YOUR ASSIGNMENT – Pull out each line of the data below that contains the word "rough", copying it in full.
....
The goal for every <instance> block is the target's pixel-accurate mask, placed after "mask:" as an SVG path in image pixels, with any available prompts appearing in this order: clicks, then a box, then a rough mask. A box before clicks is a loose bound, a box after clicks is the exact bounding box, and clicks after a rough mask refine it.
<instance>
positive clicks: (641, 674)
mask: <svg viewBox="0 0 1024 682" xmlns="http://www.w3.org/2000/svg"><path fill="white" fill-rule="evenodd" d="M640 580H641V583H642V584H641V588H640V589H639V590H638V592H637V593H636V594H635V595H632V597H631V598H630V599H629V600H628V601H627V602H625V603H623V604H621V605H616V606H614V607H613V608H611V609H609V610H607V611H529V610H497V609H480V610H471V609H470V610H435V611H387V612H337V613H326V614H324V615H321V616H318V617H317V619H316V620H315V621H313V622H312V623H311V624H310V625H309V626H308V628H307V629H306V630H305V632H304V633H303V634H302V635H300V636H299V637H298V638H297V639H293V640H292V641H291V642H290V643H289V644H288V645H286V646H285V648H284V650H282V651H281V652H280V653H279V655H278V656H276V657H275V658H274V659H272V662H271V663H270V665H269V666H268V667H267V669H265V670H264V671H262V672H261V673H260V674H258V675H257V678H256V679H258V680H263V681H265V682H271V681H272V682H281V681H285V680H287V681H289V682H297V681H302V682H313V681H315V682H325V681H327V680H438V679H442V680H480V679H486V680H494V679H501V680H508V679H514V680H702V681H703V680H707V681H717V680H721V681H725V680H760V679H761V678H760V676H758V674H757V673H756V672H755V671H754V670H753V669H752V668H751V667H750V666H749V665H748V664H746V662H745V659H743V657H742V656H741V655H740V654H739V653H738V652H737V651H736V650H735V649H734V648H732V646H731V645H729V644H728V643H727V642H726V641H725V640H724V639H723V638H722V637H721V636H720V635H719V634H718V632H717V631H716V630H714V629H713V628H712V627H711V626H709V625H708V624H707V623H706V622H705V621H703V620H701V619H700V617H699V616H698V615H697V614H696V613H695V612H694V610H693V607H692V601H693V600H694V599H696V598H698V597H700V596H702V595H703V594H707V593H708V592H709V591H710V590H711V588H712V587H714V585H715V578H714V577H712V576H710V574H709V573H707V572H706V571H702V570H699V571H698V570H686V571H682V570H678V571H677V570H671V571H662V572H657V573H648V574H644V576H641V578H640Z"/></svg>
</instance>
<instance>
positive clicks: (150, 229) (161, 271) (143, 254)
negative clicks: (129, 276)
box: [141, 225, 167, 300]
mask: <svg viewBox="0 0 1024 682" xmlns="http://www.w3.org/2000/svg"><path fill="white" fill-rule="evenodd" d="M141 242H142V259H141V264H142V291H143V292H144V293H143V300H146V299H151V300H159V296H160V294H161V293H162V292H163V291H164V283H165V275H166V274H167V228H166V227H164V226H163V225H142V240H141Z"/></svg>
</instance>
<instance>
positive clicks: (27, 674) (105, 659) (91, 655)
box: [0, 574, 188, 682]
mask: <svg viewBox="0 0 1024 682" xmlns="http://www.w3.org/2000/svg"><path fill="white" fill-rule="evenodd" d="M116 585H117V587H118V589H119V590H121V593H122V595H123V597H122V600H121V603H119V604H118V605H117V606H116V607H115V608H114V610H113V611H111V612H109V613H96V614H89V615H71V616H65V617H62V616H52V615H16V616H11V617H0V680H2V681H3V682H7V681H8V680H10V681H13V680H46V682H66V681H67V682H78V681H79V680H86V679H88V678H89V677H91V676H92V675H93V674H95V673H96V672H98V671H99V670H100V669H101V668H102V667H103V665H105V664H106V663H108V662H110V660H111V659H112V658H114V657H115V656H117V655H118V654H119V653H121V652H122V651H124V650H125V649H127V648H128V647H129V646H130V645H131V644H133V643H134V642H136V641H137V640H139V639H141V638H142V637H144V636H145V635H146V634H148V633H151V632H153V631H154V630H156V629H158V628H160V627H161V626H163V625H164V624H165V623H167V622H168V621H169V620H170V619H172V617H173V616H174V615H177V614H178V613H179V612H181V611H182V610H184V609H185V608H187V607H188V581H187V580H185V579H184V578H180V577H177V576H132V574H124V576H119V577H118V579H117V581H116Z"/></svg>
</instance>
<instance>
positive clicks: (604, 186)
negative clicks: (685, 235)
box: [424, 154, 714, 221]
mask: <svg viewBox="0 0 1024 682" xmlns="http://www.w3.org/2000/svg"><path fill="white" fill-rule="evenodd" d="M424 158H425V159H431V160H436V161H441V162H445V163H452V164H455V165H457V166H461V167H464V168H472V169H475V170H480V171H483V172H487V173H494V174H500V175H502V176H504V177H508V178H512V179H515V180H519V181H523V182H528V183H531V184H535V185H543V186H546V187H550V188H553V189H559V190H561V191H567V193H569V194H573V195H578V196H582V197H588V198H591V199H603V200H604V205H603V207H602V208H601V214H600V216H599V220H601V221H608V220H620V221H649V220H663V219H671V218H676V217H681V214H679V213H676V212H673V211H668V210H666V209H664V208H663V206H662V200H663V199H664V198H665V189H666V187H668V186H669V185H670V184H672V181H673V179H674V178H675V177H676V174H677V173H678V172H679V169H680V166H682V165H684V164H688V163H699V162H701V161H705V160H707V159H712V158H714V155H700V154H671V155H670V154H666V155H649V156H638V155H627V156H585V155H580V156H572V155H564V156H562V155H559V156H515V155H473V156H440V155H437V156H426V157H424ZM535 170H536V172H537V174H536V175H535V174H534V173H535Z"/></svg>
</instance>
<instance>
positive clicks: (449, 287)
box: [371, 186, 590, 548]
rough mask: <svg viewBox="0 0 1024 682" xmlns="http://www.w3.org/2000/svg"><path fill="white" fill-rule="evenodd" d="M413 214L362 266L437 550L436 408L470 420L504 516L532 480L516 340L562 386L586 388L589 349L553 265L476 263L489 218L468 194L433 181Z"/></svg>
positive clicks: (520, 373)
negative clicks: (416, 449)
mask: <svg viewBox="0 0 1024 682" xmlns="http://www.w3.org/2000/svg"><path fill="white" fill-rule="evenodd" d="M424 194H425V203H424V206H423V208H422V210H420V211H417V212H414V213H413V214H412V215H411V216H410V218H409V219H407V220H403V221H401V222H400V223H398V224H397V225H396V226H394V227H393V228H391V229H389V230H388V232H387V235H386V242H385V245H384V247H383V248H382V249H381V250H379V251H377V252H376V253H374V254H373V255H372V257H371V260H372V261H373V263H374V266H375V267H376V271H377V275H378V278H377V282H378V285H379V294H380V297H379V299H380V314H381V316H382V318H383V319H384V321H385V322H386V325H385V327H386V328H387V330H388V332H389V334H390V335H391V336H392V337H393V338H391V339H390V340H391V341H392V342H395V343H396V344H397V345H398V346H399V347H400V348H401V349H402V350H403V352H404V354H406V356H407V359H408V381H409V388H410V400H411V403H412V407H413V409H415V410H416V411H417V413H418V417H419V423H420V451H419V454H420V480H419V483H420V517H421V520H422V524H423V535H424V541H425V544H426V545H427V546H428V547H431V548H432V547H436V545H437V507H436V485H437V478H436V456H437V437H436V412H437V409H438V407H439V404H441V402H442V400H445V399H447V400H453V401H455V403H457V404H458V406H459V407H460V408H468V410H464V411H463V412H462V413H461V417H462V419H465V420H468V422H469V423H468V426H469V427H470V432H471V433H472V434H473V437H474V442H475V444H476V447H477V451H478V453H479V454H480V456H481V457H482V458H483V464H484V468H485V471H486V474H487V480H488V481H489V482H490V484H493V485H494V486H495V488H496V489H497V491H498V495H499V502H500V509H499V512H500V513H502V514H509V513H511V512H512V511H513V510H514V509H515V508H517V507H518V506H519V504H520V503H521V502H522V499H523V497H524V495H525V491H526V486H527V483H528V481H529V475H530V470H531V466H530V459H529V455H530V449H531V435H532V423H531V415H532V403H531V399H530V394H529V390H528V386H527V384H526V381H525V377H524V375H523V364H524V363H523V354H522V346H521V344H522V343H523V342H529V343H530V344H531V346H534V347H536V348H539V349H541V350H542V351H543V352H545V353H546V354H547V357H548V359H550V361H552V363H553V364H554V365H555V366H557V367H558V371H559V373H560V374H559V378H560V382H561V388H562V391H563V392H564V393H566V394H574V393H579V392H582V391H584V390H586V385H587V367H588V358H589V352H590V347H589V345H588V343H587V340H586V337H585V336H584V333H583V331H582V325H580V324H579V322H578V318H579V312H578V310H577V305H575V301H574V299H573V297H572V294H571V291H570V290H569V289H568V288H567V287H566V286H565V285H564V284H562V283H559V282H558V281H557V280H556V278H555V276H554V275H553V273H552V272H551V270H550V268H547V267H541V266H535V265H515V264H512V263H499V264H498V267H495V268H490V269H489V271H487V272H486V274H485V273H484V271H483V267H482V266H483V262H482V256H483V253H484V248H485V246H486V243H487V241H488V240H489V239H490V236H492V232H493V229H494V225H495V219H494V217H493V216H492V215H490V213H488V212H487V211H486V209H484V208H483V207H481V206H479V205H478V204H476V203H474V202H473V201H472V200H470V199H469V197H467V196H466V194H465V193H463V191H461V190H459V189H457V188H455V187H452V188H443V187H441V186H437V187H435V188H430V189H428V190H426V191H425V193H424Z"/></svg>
....
RESPONSE –
The goal for every <instance> block is the target's pixel-accurate mask, placed after "mask:" as an SVG path in image pixels, with any available prompts appearing in this order: clicks, then a box, then a rough mask. A box before clicks is a loose bound, a box after clicks is the exact bounding box, and clicks after a rough mask refine it.
rough mask: <svg viewBox="0 0 1024 682" xmlns="http://www.w3.org/2000/svg"><path fill="white" fill-rule="evenodd" d="M413 214L362 266L437 550L436 408L470 420L504 516L532 480L516 340L562 386L586 388L589 349L553 265L476 263L489 218L468 194L433 181Z"/></svg>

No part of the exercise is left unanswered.